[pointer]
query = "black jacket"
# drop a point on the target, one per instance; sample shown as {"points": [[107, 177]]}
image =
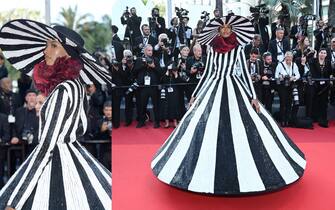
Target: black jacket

◇ ◇ ◇

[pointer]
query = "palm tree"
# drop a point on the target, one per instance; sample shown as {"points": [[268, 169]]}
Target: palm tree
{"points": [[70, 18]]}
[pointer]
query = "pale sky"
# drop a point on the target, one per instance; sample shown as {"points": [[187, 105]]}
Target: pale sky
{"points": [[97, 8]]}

◇ ◇ ◇

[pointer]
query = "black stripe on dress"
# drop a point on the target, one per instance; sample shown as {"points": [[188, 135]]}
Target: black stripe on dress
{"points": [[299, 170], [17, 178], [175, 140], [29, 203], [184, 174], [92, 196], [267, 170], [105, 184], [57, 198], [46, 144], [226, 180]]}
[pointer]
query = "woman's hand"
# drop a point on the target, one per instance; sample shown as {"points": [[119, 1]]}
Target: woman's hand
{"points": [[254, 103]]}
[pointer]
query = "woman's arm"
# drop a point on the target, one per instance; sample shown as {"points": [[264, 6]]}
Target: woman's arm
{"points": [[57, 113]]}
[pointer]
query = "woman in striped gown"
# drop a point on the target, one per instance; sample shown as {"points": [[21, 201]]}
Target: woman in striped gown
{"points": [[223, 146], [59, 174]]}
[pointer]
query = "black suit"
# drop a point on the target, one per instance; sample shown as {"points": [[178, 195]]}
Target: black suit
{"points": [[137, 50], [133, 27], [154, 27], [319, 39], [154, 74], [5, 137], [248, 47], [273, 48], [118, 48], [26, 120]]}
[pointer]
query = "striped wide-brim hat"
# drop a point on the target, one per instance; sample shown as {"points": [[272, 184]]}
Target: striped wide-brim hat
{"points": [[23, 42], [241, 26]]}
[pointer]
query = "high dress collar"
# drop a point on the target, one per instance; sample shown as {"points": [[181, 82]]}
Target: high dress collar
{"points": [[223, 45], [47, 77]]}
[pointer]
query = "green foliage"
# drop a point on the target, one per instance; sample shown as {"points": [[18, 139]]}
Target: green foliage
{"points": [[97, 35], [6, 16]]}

◇ ◇ ◇

WHAT THIS TASK INVOLVES: Using the material above, find each line that holds "jacket" and copy that line.

REPLY:
query = "black jacket"
Target: black jacket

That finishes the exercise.